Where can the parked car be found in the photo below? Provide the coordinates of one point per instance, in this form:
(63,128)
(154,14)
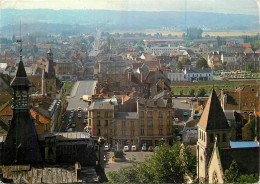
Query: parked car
(126,148)
(156,148)
(184,101)
(106,148)
(134,148)
(144,148)
(150,148)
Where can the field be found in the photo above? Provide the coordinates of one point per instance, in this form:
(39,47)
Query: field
(165,33)
(68,86)
(226,85)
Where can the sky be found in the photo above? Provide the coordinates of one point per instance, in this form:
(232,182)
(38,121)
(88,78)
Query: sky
(248,7)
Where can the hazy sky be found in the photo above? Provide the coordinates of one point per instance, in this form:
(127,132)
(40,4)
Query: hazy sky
(220,6)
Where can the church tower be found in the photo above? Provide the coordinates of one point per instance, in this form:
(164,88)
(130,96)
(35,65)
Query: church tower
(212,123)
(21,144)
(49,77)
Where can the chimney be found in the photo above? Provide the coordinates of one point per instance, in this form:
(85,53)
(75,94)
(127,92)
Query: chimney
(129,76)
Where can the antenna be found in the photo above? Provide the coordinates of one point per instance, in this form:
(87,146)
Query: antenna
(20,40)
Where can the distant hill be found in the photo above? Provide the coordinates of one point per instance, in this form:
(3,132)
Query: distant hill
(47,20)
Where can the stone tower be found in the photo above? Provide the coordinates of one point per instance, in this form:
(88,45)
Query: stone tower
(212,123)
(49,77)
(21,144)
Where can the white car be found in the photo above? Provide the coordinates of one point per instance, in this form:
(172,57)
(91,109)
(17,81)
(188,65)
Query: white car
(133,148)
(106,148)
(144,148)
(126,148)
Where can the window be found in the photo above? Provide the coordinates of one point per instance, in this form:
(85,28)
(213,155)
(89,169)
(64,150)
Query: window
(132,124)
(211,138)
(224,137)
(142,131)
(160,131)
(132,132)
(169,123)
(149,115)
(160,114)
(150,132)
(142,123)
(142,114)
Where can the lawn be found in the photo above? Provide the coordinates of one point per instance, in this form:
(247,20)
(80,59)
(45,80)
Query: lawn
(67,86)
(226,85)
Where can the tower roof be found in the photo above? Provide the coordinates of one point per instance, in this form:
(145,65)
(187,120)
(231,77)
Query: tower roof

---------------

• Work item
Nothing but a number should be returned: the count of lines in the listing that contain the string "above".

• Solved problem
12